**WHAT IS ASKED**
Copy the records from the line holding "Point out the basketball net in this photo." through the end, inclusive, switching "dot" to "mark" and leaving everything else the same. Leave out the pictures.
### SUPPLIED DATA ###
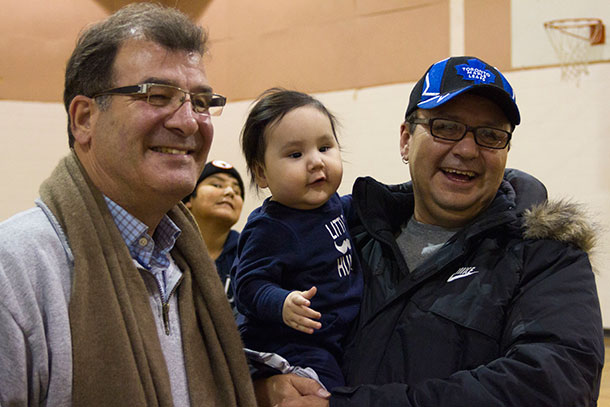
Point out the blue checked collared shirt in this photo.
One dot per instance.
(152, 253)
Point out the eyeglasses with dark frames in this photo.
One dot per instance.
(161, 95)
(452, 130)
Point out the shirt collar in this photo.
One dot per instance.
(146, 250)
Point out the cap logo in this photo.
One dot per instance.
(475, 71)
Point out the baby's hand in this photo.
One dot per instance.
(297, 314)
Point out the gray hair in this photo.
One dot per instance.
(90, 67)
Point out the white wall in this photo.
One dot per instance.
(563, 140)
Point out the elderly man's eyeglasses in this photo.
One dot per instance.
(173, 97)
(451, 130)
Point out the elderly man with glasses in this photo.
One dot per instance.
(108, 296)
(478, 290)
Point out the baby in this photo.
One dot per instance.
(297, 280)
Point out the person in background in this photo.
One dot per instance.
(478, 290)
(107, 294)
(216, 204)
(297, 283)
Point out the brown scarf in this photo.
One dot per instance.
(117, 357)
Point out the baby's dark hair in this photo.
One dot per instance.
(269, 108)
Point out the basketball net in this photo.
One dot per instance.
(572, 40)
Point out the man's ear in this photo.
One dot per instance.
(83, 113)
(405, 138)
(259, 175)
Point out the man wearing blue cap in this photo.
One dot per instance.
(478, 290)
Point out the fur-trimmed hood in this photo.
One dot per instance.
(561, 220)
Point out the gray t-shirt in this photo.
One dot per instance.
(418, 241)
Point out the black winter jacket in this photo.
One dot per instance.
(505, 314)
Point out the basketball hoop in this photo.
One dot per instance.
(572, 39)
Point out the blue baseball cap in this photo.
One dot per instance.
(456, 75)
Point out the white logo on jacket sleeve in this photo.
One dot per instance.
(463, 272)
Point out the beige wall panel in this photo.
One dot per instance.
(36, 39)
(312, 45)
(487, 31)
(364, 51)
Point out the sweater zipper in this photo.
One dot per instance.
(165, 305)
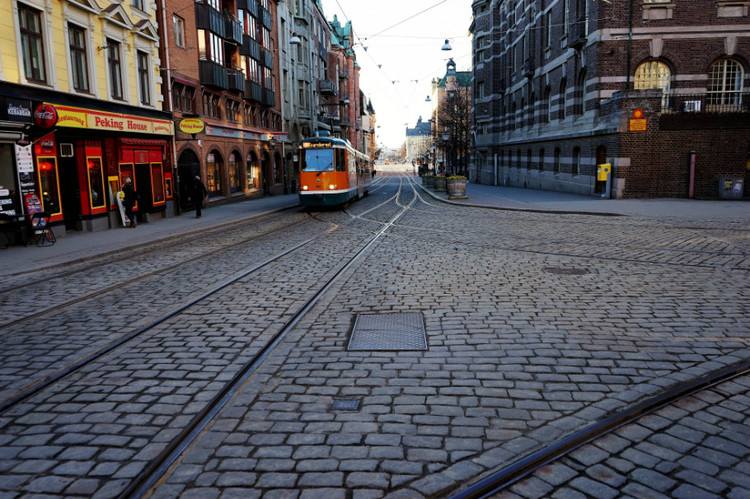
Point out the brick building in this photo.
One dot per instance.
###
**EXERCISE RESULT**
Point out the basketball net in this photo.
One mark per instance.
(572, 40)
Point out the man's ear in this photo.
One mark per instance.
(83, 113)
(405, 138)
(259, 175)
Point out the man wearing blue cap in this photo.
One mark per instance.
(478, 290)
Point out the fur-trimmed hood in this photo.
One mark per instance.
(561, 220)
Point out the gray t-shirt in this photo.
One mark per instance.
(418, 241)
Point out the black winter jacket in this photo.
One mark per instance.
(505, 314)
Point out the basketball hoop in this photo.
One mark per instance.
(572, 39)
Point out the blue baseball cap in this photo.
One mark per instance.
(456, 75)
Point out the white logo on jacket sleeve in this photo.
One mark per instance.
(463, 272)
Point out the beige wall panel in this photo.
One mark per instance.
(36, 39)
(312, 45)
(487, 31)
(364, 51)
Point out the sweater zipper in this photo.
One mark per instance.
(165, 305)
Point out the brick building in this photo.
One mark per instance.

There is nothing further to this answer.